• **Extrait fourni**:
La CEI, Conférence épiscopale italienne, renchérit, puis le pape, une campagne hystérique est déclenchée et relayée par les médias. Un «commando» de policiers fait irruption dans un hôpital de Naples, dans le bloc opératoire, pour empêcher une intervention, après un appel anonyme accusant l’hôpital de pratiquer un avortement hors délais. Dans une autre ville, un médecin et un groupe de femmes sont accusés, à tort, pour les mêmes raisons. Le médecin soumis à un véritable lynchage se suicide.

Du côté de la «gauche» aucune réaction, la gauche communiste et radicale proteste, mais faible et divisée elle ne peut avoir un impact sur la situation. Une fois entrée au gouvernement [allusion à l’entrée du Parti de la Refondation communiste dans le gouvernement de R. Prodi et rôle de Fausto Bertinotti comme président de la Chambre] et ayant enterré le «Mouvement des mouvements» tant encensé à Gênes, une fois dispersé les brumes de la «multitudes» [allusion au concept diffusé par Toni Negri] la «gauche de la gauche» n’a laissé derrière elle que des illusions et une vaste démobilisation.

Au cours de ces mois le débat politique à gauche tourne autour la très importante question de la fondation du nouveau parti de Walter Veltroni: le Parti Démocrate. Enfin un parti «normal» qui n’est pas de gauche mais de centre. A gauche de celui-ci, quatre petits partis (il s’agit des deux partis communistes, des Verts et des Démocrates du gauches ayant refusé de rejoindre le PD) se disputent le leadership de leurs coalition [la coalition Arc-en-ciel] pour les élections [du et se laissent entraîner dans le débat «crucial» autour de la reforme de la loi électorale.

Février 2008, mis en minorité au Sénat sur le budget, le Président du Conseil Romano Prodi démissionne, le 21 le Président de la République Napolitano dissout les chambres et convoque des élections anticipées pour la mi-avril [13-14 avril 2008]

Une campagne électorale grotesque se met en place où Berlusconi et Veltroni se reprochent l’un l’autre d’avoir copié leurs programmes respectifs.

• **Matériel présenté**:
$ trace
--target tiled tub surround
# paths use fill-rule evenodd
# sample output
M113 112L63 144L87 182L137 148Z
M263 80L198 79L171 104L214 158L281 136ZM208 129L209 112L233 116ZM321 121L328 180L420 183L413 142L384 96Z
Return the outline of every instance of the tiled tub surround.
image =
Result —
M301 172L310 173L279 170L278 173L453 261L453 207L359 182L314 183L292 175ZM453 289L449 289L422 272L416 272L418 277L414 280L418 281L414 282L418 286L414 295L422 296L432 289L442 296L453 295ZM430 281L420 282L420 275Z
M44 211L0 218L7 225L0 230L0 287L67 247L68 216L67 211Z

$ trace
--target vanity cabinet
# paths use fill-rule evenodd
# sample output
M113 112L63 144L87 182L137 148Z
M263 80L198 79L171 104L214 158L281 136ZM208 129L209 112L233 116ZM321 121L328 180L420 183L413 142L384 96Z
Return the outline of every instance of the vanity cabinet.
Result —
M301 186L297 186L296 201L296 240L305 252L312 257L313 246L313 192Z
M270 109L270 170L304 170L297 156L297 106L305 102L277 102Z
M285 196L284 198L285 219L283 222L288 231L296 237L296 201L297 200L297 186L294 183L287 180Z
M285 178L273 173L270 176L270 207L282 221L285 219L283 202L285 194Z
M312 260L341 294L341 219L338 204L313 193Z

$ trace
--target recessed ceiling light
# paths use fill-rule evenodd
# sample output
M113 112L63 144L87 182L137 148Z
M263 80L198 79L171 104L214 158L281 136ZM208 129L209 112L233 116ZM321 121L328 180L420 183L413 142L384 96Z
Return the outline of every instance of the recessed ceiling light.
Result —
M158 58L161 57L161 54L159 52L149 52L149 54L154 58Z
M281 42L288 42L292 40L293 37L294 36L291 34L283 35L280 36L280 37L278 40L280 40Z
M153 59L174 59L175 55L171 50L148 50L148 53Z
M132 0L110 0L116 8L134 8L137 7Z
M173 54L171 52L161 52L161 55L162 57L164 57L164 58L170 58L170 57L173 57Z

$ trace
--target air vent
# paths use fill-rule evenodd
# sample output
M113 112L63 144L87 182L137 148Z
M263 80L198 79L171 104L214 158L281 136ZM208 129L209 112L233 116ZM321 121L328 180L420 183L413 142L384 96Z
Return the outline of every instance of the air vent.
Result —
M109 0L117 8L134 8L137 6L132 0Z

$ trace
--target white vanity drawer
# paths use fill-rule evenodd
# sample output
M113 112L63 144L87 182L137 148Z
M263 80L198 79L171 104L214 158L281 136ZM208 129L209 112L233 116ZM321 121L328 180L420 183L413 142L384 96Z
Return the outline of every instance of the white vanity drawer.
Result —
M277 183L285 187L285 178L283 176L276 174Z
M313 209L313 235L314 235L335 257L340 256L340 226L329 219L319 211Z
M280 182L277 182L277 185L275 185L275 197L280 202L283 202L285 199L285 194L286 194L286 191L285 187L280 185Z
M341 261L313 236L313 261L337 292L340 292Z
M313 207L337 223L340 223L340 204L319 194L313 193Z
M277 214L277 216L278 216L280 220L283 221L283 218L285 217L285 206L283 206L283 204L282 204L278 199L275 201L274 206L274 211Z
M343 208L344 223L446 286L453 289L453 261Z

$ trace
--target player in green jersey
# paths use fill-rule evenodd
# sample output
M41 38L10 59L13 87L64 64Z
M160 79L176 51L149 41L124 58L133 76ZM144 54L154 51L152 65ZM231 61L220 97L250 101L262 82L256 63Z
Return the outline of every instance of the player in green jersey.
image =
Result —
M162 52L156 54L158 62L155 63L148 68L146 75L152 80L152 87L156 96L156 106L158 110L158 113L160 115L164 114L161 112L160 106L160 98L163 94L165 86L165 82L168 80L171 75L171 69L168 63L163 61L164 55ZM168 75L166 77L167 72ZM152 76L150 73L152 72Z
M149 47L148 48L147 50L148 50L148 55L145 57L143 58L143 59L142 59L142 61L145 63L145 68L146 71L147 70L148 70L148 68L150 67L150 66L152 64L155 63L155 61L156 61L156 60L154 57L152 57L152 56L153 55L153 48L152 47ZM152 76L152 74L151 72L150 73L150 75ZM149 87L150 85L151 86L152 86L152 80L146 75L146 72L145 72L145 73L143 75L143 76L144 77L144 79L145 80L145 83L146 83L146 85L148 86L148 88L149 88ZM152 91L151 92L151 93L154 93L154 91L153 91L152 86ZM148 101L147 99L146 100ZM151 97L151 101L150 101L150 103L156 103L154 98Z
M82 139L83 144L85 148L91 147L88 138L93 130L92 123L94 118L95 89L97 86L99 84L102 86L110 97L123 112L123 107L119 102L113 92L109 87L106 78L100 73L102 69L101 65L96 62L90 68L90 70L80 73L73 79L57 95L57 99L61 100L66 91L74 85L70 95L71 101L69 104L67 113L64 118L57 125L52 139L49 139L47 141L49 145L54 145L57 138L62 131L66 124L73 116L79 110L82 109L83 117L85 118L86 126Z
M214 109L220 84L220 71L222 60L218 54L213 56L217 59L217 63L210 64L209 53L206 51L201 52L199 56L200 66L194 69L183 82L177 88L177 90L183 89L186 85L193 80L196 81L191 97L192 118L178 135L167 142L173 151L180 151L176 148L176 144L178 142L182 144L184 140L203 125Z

• **Travail à faire**:
**A.** Répondez aux questions suivantes d'après l'extrait sur la vie politique italienne.
(i) Où un « commando » de policiers fait-il irruption pour empêcher une intervention ?
(ii) Quel parti Walter Veltroni fonde-t-il ?
(iii) Qui dissout les chambres le 21 février 2008 ?
**B.** Rédigez la suite de l'extrait sur la vie politique italienne, à partir de sa dernière phrase.

• **Réponses dans l'ordre**:
**A.**
(i) Dans le bloc opératoire d'un hôpital de Naples.
(ii) Le Parti Démocrate.
(iii) Le Président de la République Napolitano.

**B.**
En avril, la coalition de Berlusconi gagne les élections haut la main, avec un bon résultat pour la Ligue du Nord. Le «centre» de Veltroni est défait, la gauche n’a plus aucune représentation au Parlement.

28 avril 2008, second tour des élections municipales, les candidats de droite, à l’image de Gianni Alemanno à Rome, gagnent dans plusieurs autres villes. Seule exception notable le cas de Vicenza où la gauche a gagné la ville sur la droite grâce à sa participation à la puissante mobilisation contre l’installation de la base américaine sur son sol. Mobilisation qui a permis des rassemblements exceptionnels et des reculs important de la part des autorités tant américaines qu’Italiennes. 

Le désastre social

Le 7 décembre 2007 est publiée dans la presse la 41e enquête du Censis sur l’état de l’Italie. Le verdict est accablant: «Une bouillie», une société émiettée, composée de confettis éparpillés et incapables de vivre ensemble. Car l’Italie vit effectivement une crise très profonde: le pays de la croissance économique zéro est accablée par un taux de chômage impressionnant, surtout dans le sud, où pour les jeunes, le taux de chômage dépasse les 50%. La production industrielle est négative depuis quelques années tout comme les autres indicateurs. La mise en place de l’Euro, dont Romano Prodi a revendiqué la paternité, a été un désastre pour l’économie italienne et pour les salariés. Malgré cela les «reformes» antisociales se sont succédées, y compris pendant les gouvernements Prodi [1996-1998 et 2006-2008]. Les Italiens vivant au-dessous du seuil de pauvreté augmentent et les ouvriers continuent de mourir dans les accidents du travail.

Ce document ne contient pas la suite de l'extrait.